Items from a dataset:

● ● ● ●

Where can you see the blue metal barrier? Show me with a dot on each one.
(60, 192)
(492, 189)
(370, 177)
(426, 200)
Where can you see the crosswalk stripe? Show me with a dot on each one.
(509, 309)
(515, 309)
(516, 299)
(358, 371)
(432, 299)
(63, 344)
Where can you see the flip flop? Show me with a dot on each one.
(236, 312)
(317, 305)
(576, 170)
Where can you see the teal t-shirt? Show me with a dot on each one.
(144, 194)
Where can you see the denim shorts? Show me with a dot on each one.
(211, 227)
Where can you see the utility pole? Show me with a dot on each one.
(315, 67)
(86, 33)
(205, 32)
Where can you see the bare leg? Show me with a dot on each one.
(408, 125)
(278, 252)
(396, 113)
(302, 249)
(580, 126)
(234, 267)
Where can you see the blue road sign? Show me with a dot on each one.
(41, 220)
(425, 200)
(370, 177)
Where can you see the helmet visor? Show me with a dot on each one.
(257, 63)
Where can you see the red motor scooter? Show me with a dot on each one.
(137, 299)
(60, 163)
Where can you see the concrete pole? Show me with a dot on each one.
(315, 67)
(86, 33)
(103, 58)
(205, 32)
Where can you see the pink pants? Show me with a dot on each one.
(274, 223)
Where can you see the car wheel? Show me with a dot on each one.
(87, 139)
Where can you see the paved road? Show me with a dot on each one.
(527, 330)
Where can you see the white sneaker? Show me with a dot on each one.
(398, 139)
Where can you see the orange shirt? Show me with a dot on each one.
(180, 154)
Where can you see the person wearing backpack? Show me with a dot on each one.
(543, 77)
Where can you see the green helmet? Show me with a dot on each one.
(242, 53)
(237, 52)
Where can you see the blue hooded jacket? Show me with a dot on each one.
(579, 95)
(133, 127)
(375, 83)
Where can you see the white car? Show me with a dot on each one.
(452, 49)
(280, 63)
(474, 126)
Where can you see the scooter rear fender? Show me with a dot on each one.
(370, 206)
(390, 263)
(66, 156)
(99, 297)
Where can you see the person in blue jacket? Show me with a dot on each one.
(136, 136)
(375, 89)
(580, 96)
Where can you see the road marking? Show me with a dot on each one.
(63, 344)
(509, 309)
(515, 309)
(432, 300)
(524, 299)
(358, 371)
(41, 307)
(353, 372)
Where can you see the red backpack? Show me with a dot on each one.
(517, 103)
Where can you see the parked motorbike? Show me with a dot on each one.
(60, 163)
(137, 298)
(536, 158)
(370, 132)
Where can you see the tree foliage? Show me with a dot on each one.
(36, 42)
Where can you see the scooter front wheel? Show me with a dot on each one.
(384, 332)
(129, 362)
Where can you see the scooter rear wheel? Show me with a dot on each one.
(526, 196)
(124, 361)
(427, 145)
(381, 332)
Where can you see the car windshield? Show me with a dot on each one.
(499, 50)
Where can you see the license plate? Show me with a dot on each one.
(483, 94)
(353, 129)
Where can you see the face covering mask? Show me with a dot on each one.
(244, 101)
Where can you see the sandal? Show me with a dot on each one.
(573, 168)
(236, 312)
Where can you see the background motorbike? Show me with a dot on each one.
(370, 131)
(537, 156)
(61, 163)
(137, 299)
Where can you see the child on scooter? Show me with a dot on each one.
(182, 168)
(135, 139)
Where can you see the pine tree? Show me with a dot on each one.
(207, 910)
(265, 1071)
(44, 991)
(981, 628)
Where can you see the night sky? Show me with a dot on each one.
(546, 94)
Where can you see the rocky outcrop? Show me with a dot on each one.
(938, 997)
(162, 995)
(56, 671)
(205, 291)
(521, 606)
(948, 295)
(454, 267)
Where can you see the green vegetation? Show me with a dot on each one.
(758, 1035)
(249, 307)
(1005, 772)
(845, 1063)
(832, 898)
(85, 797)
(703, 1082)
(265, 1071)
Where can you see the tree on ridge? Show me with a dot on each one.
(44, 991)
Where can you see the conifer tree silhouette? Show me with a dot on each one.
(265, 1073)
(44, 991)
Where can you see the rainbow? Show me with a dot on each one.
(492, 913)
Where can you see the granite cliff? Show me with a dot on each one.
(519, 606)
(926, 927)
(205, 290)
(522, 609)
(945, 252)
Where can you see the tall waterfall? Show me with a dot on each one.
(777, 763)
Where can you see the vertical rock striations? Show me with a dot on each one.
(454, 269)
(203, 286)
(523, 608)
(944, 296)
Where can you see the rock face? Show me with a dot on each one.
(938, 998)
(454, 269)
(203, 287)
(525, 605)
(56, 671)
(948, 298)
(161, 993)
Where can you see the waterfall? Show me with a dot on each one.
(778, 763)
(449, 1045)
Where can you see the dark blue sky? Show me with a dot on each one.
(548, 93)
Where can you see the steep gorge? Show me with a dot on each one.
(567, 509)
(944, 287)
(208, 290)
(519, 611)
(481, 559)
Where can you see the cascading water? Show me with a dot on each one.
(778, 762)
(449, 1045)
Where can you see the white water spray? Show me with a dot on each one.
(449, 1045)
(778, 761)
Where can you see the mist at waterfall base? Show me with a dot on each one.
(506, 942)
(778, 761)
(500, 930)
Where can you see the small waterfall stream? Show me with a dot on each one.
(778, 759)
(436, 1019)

● ● ● ●

Exercise aim: Only the last part of the records is wanted. Repeat it exactly, beginning at the line containing "Where can you see the mist" and ending at the final line.

Your solution:
Where can you see the mist at waterfall base? Show me with a dot on each one.
(506, 942)
(778, 761)
(500, 930)
Where can you see the small waterfall stream? Show me with a dot on each one.
(778, 759)
(436, 1019)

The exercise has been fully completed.